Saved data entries
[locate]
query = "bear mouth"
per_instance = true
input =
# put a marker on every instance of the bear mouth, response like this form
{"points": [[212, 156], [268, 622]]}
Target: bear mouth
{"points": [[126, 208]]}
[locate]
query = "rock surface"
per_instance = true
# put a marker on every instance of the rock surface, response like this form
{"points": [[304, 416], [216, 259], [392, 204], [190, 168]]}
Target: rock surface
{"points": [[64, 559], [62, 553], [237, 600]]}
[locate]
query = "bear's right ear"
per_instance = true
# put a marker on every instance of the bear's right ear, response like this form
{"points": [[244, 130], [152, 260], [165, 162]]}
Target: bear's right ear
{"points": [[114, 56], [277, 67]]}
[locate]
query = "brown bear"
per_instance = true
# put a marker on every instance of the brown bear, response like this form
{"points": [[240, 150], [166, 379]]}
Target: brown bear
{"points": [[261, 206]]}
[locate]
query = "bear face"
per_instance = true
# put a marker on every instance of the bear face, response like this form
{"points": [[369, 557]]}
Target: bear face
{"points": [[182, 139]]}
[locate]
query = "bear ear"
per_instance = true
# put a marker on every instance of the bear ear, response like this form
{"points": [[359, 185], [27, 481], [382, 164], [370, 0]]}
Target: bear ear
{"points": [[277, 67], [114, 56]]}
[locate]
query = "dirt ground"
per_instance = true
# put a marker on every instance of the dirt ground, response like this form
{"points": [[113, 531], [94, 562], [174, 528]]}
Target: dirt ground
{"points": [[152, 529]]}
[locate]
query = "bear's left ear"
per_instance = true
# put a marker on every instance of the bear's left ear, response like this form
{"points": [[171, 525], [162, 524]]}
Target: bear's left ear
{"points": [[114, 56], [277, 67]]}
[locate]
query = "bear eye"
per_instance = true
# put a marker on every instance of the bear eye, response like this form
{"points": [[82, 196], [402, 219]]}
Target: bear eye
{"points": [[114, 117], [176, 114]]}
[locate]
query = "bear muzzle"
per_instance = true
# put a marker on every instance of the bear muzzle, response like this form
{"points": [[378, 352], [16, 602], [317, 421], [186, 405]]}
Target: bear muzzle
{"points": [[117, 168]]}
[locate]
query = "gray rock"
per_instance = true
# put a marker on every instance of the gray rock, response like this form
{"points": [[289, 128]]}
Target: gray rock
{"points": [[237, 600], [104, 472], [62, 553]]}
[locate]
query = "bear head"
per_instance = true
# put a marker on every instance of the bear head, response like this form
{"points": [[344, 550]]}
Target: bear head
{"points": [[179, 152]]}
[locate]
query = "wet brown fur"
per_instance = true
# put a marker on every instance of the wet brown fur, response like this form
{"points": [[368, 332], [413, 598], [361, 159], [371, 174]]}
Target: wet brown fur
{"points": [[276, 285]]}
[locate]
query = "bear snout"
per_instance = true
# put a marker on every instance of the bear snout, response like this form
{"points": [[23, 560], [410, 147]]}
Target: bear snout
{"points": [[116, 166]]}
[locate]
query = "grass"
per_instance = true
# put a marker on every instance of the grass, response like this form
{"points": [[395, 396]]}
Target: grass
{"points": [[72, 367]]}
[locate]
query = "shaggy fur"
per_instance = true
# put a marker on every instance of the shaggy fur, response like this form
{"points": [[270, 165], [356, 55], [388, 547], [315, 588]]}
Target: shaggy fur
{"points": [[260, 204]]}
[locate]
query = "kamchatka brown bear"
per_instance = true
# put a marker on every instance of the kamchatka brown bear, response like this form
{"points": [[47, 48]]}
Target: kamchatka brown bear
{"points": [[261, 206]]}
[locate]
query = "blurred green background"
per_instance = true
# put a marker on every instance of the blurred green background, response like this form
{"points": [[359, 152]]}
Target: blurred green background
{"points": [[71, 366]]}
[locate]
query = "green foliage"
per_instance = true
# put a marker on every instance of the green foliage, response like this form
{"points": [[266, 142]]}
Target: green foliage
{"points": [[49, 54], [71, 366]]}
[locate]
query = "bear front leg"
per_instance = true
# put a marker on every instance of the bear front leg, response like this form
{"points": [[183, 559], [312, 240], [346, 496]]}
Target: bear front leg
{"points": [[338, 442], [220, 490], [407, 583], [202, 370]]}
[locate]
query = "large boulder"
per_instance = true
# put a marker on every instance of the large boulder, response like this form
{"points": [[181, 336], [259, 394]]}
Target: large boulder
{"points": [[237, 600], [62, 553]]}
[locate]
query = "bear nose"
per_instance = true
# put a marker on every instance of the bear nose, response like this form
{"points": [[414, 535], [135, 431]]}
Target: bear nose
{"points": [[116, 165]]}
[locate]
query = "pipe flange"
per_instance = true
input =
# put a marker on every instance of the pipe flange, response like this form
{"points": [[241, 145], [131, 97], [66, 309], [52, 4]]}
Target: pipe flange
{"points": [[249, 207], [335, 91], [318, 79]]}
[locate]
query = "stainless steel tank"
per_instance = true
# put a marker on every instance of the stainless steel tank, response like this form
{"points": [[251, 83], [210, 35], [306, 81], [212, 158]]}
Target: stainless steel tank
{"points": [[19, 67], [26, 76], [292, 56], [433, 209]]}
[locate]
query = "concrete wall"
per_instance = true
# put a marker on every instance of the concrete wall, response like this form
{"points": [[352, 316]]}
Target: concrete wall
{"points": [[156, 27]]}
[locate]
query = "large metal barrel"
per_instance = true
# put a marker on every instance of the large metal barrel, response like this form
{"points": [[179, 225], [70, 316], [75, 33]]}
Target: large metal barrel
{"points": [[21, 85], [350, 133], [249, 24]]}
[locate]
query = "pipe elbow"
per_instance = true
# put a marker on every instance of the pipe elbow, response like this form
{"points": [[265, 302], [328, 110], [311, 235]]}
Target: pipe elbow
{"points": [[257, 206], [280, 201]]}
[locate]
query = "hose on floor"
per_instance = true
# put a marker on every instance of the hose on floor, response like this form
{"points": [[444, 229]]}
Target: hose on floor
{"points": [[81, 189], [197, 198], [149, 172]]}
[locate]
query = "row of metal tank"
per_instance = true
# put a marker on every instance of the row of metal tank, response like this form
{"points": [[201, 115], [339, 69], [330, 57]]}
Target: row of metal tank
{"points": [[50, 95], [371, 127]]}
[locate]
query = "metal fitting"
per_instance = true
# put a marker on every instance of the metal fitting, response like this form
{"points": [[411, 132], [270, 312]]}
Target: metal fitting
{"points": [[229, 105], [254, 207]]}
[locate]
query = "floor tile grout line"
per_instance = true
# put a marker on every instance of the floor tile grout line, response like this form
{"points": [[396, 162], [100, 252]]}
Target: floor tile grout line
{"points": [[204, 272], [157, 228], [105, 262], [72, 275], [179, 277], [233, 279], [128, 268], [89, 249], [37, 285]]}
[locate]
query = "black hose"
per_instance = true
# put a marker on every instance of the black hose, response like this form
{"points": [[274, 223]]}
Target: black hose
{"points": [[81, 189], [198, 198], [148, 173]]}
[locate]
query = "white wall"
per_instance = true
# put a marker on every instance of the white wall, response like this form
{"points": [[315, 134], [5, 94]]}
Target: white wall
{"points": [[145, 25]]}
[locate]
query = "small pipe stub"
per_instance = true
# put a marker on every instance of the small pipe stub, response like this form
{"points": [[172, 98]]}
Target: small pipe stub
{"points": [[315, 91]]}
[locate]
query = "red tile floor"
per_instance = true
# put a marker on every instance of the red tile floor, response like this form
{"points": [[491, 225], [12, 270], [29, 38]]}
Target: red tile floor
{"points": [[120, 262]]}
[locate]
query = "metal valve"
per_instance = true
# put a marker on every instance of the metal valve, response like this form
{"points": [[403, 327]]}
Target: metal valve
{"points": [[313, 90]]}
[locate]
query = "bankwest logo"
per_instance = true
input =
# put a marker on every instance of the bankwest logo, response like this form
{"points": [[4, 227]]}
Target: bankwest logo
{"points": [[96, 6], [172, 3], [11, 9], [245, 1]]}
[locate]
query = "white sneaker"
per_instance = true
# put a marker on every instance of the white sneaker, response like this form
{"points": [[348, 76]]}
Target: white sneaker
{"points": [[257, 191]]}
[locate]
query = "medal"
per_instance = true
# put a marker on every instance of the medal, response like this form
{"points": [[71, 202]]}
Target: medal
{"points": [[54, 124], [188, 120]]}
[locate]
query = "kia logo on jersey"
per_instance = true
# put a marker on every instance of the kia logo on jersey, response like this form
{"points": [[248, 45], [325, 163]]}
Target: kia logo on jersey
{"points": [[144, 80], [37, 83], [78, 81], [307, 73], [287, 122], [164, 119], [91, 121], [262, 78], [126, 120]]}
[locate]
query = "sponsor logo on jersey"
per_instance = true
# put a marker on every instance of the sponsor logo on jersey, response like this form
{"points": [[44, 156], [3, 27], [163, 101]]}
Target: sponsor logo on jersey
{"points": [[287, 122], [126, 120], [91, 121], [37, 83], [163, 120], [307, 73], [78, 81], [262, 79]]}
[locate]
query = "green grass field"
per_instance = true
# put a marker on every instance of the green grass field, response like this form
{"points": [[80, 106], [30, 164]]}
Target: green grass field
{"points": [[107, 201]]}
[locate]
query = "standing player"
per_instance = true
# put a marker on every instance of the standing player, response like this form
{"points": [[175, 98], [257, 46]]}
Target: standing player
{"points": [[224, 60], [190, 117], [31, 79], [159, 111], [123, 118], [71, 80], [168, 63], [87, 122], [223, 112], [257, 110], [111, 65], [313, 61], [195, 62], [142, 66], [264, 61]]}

> **TRY IT**
Starting from the line that contains "# put a marker on every instance of the sponsor", give again every line to the last line of the data, exactly. Include nothing else.

> **ANSWER BOX**
# put a marker on every instance of the sponsor logo on jersey, response like this form
{"points": [[44, 156], [3, 27], [163, 101]]}
Target: sponsor logo on jersey
{"points": [[287, 122], [126, 120], [91, 121], [37, 83], [163, 120], [307, 73], [78, 81], [262, 79]]}
[locate]
query = "green grass field"
per_instance = true
# put a marker on every instance of the green grass field, response like this form
{"points": [[80, 106], [30, 164]]}
Target: green grass field
{"points": [[107, 201]]}
[locate]
query = "standing player"
per_instance = true
# put a marker on every instance of the standing player, response like this form
{"points": [[175, 98], [257, 46]]}
Target: standing player
{"points": [[224, 60], [190, 117], [31, 79], [159, 111], [123, 118], [71, 80], [168, 63], [87, 122], [223, 112], [257, 110], [111, 65], [313, 61], [195, 62], [142, 66], [264, 61]]}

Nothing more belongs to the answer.